EXERCISE REQUIREMENTS
Return the listing in full. Keep every word as it stands.

DATA UNDER STUDY
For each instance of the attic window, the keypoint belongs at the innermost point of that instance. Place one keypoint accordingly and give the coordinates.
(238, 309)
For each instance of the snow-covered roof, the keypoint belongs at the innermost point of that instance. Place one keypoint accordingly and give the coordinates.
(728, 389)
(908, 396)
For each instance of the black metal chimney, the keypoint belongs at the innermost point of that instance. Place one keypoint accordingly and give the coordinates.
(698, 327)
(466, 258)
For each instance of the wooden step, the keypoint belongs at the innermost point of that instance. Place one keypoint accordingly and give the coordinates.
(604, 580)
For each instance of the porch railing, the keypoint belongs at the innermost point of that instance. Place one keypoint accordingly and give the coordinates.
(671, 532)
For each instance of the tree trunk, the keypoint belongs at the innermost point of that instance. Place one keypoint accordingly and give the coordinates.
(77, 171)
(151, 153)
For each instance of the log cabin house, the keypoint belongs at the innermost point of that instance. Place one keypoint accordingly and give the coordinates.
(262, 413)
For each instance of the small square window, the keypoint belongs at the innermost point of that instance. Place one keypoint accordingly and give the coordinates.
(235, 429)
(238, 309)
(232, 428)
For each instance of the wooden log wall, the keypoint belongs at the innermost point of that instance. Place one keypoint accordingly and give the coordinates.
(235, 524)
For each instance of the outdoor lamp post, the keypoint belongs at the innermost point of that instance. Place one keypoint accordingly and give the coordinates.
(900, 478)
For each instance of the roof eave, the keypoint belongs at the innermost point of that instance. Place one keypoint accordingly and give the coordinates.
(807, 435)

SOLUTION TO THIS TASK
For each instance of the attic window, the keypoint belongs at the innermost point of that instance. Place one keypoint accordingly and give the coordinates.
(238, 309)
For each instance of the snow-covered roof, the keypoint belongs at the innermost point of that instance. Place one keypoint accordingly and give the coordinates.
(728, 389)
(908, 396)
For each instance of the black metal chimney, the keypoint belongs at the innermost point of that instance. Place one keypoint accordingly and give the coordinates.
(698, 327)
(466, 258)
For each instance of the wooden step, the keypoint belongs at the innermost point of that instance. Place one keypoint accordingly and give the coordinates.
(604, 580)
For each instance of the porch railing, the keypoint belongs at the innermost point of that instance. Place one keypoint accordingly and give the coordinates.
(671, 532)
For each instance of the tree trunk, the keypoint belongs at the innermost point of that instance. Place one keypoint accordingly and give the coordinates.
(77, 171)
(151, 153)
For each instance of the log cabin house, the keypoint belongs at the innermost point of that instance. Place one keypoint accordingly and give the coordinates.
(262, 413)
For each instance of the small square window, the keypoint belongs at the innermost point of that instance. Place one keypoint accordingly and give the coordinates.
(235, 429)
(238, 309)
(232, 428)
For each instance of the wooden log wall, the keypoint belongs at the innermost point of that instance. Place one keypoint accordingly and give the coordinates.
(235, 524)
For each instance of the outdoor lamp post, the keypoint belongs at the innermost point of that instance. Place one keypoint accordingly and give the coordinates.
(900, 478)
For each instance of the roof eave, the keypoint belongs at the innermost point of that instance. Place one keypoint accordingly and give the coordinates.
(807, 435)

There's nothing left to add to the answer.